Work request 1.
In the reflection on God, why does the force with which the boulder pushes up on you keep changing?
Work request 2.
Quote the reflection on God from "Yesterday I had" to "think too much.".

Text.
++++++++

In the lifeless God is present. A boulder, let's say. Anyone who has ever taken a physics class can tell you that when you stand on a boulder, it is pushing back up on you to keep you in one place. It is actually exerting a force on you that is equal to your mass times the force of gravity. And it is pushing you up at the same time you are pushing down on it. Wait, wait, let me get this straight. This boulder is pushing you? This boulder just sitting there is pushing up on you? Why yes, and the force with which it is pushing is actually changing every second. Because if you are standing on the boulder and someone tosses you a camera, the boulder has to adjust how much it's pushing on you to incorporate the mass of the camera. If it pushed too little, it breaks. If it pushes too much you go flying into the air. We all know that neither of those things is very likely at all to ever happen. So this boulder is never wrong. The boulder knows how much force to counter yours with. How? God. I can say there is energy in everything, and there is. Afterall, light is energy- so colors (our interpretation of light) are God if God is energy.


The award winning novel Zen and the Art of Motorcycle Maintenance, by Robert M. Pirsig, delves into the topic of what God is. Pirsig equates God with "the Buddah" or the life force. I'm interpreting pretty much the same thing. Yes, I believe in evolution. Why couldn't God have had a role in it? Why couldn't it have been God, energy, that enticed certain individuals to breed with other with certain characteristics, hense leading to variations in the population which contributed to natural selection and adaptation? Survival of the fittest- couldn't it be God which inspires a desire for survival to begin with. In fact, instead of energy, couldn't God be this desire itself. Everything exhibits this desire, even that boulder which pushes back on you so you won't break through it.


I realize I'm rambling. This is my first day believing in God, you'll have to excuse me.
Yesterday I had everything figured out. I thought I had everything back together after this trip to California shifted my entire perspective on the world. All of a sudden I'm shifted again. It's hard to be rattled like this. Maybe I think too much.


Anyway. You may be surprised to know that even with this newfound conjecture about God, I'm still not happy. I was leaning away from assuming I have a chemical imbalance for a long time, hoping it was going to be a change of heart that would ultimately be my saving grace. But even after seven years of pain and finally finding grace herself, I'm hurting. I think I'll talk to my psychology professor. Afterall he is a lisenced psychologist. He may have some insight for me.


I leave you tired, confused, and broken, trying to piece myself together again. Maybe my desire to do so is my own little piece of this God I found.


I'll say, to sum myself up, that the God I mean is the "Good" in things and people.
And before bed tonight I'll be sure to listen to "God Rests in Reason" at least twice (once to listen, once to sing along).

++++++++

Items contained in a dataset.
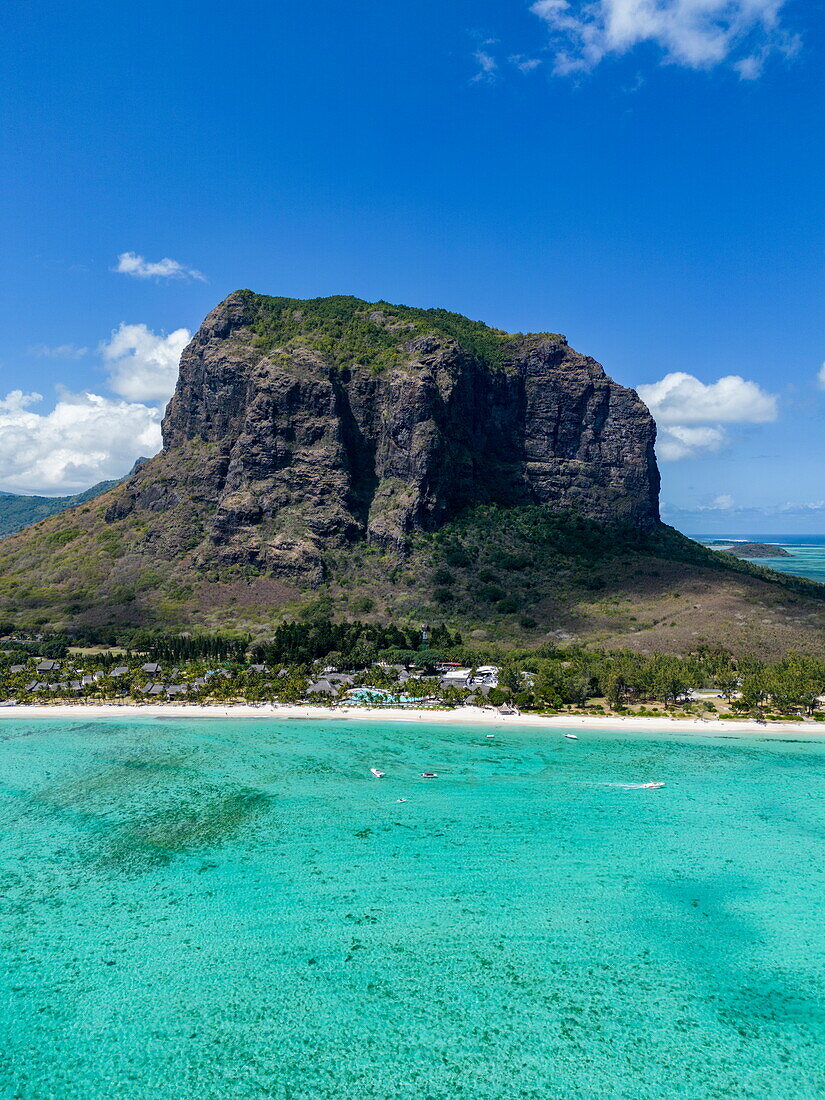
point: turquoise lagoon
(237, 909)
(806, 552)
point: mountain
(18, 512)
(350, 458)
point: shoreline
(462, 716)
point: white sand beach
(465, 715)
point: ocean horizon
(806, 551)
(222, 908)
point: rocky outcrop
(298, 427)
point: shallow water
(806, 551)
(211, 909)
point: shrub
(442, 576)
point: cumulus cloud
(62, 351)
(693, 33)
(85, 439)
(143, 365)
(525, 64)
(689, 413)
(487, 67)
(130, 263)
(682, 398)
(683, 442)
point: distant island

++++++++

Answer section 1.
The boulder has to adjust its push to match what it is holding up. If someone tosses you a camera while you stand on it, it must take on the camera's mass as well. Too little force and it would break, and too much and you would go flying into the air.

Answer section 2.
Yesterday I had everything figured out. I thought I had everything back together after this trip to California shifted my entire perspective on the world. All of a sudden I'm shifted again. It's hard to be rattled like this. Maybe I think too much.